◆ **RECORD EXCERPTS**:

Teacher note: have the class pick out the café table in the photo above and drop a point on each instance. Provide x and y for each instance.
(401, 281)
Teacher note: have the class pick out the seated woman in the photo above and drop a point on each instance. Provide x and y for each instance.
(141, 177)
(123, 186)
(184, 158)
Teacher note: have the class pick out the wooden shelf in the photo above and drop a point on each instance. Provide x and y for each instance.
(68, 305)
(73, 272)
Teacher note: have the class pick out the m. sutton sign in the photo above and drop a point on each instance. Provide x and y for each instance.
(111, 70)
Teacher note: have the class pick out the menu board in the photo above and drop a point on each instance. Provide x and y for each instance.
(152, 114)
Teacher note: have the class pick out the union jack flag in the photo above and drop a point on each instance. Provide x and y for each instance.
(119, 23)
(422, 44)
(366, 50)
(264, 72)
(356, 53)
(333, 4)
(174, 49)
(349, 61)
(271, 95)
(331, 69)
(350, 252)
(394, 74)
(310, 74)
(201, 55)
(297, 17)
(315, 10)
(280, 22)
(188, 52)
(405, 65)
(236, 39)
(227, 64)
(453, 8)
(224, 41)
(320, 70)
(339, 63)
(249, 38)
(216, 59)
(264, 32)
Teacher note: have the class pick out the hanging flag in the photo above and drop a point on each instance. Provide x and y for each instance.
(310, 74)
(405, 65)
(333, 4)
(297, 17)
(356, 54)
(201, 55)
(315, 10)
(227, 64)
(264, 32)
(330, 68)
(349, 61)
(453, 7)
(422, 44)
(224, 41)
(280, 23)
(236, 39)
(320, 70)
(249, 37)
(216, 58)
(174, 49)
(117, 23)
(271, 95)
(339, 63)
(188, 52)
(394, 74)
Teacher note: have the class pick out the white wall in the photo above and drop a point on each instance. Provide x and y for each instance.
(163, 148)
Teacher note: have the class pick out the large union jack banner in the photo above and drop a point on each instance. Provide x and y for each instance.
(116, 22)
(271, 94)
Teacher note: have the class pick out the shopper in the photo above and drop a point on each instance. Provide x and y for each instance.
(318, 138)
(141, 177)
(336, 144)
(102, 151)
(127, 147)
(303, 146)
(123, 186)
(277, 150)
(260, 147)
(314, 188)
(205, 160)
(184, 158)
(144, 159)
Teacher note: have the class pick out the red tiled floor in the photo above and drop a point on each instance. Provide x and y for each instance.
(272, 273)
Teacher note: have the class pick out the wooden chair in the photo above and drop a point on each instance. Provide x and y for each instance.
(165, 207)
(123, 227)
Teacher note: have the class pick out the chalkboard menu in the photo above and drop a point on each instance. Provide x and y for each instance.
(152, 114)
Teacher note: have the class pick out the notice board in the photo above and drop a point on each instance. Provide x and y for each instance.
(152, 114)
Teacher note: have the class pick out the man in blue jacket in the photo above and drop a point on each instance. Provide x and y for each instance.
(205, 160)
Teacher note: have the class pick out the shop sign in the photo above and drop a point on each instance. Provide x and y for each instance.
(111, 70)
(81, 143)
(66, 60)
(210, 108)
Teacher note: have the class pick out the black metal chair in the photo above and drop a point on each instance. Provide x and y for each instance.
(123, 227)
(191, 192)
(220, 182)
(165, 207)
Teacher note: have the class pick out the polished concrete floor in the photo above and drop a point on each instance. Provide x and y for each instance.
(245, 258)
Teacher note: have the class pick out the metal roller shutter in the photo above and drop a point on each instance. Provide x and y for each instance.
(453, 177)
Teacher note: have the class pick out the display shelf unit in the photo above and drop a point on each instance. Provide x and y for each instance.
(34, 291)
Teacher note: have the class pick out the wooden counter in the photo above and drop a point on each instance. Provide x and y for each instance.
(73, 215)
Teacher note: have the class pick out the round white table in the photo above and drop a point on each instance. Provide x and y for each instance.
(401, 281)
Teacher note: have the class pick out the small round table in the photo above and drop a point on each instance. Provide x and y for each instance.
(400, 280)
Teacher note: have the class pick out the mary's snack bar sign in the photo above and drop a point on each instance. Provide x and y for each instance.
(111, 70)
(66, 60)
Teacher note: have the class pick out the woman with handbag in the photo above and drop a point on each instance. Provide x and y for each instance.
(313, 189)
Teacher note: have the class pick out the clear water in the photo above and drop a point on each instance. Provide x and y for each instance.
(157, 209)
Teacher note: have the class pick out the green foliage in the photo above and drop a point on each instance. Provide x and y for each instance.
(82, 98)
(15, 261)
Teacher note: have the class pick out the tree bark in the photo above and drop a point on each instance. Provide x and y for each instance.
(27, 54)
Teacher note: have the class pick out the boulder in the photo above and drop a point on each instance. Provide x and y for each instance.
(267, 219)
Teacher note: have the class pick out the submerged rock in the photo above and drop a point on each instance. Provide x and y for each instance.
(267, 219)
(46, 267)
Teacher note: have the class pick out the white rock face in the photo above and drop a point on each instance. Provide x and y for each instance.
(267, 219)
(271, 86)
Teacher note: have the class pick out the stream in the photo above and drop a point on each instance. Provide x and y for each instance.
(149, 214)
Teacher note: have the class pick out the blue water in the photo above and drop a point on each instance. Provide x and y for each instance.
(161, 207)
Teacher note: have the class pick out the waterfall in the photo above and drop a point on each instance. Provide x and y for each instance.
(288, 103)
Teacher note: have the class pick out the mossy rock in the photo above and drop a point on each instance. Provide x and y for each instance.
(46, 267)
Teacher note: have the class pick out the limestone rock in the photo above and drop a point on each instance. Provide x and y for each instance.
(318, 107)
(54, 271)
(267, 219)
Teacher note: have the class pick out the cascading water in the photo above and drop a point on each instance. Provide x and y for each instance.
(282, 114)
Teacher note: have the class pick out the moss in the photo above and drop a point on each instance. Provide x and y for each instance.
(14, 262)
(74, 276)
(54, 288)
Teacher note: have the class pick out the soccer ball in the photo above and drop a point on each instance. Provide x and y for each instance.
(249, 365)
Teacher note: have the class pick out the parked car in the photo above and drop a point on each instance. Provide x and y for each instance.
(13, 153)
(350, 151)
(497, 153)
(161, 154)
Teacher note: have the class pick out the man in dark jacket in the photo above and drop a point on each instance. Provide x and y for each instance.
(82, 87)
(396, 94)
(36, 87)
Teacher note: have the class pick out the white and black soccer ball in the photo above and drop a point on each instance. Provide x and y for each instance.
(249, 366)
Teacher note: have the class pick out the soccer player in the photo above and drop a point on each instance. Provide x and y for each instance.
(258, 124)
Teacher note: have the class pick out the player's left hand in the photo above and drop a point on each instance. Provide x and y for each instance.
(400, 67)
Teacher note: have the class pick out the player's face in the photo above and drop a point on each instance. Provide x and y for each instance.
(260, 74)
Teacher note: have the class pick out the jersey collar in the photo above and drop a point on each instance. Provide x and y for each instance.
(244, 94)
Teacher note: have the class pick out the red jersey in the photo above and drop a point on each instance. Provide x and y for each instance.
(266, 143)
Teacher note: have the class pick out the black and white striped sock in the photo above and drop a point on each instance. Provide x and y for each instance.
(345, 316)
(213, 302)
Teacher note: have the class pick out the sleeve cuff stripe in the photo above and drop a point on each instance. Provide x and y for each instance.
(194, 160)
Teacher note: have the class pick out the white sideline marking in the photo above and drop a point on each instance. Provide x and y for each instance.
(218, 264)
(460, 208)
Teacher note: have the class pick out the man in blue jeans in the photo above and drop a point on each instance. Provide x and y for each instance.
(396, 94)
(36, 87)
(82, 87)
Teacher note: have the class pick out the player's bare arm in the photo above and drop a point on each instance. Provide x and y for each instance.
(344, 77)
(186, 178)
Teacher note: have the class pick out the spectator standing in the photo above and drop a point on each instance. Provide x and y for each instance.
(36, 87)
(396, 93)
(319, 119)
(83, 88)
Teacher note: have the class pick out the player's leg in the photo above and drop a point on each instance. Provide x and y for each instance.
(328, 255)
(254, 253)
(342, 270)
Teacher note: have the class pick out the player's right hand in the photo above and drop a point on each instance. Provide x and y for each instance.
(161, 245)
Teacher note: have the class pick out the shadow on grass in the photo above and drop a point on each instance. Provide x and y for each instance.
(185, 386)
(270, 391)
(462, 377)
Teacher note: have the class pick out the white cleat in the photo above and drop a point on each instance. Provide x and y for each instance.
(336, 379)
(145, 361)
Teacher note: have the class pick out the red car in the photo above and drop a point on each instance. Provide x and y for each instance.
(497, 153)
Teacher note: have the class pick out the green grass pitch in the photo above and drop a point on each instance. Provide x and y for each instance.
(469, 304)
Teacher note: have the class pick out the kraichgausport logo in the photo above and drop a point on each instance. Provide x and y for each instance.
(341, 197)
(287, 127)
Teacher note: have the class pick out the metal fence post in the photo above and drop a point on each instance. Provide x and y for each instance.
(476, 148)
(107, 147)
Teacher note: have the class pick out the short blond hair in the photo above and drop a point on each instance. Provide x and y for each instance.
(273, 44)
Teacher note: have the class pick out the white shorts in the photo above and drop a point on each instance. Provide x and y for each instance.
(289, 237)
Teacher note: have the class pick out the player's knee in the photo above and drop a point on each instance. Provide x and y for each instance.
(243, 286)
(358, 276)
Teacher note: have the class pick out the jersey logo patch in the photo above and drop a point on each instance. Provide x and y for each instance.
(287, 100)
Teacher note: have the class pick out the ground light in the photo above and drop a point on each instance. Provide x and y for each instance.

◆ **TASK TO COMPLETE**: Quote only the lines from the line containing "Teacher note: have the class pick out the red car" through the end of the listing, please, keeping both the first and the last line.

◆ **THE ANSWER**:
Teacher note: have the class pick out the red car in the photo above and drop a point on each instance. Provide x and y for each instance.
(497, 153)
Teacher note: have the class pick out the green grass pitch in the photo above and drop a point on each instance. Provide x and y for each instance.
(469, 304)
Teacher note: have the class pick out the kraichgausport logo in the photo above and drop a point on each instance. Provide x and y for each instance.
(341, 197)
(287, 127)
Teacher note: have the class pick out the metal fence post in the photo above and drop a point on each instance. Provide x and y for each instance.
(476, 148)
(107, 147)
Teacher note: have the class pick out the short blond hair in the photo above and drop a point on each instance. Provide x and y for each instance.
(273, 44)
Teacher note: have the class pick out the white shorts in the photo above and drop a point on each instance. Provide x and y for each instance.
(289, 237)
Teacher note: have the class pick out the player's knee in the photo above and drop a point on each instance. Provide x and y for each instance.
(243, 286)
(358, 276)
Teacher note: have the class pick out the jersey logo patch in the photo above and drop a point on each instance. Provide x and y for each instance.
(287, 100)
Teacher note: have the class pick out the ground light in the photo above and drop a point on each instance. Provide x and y for each instance.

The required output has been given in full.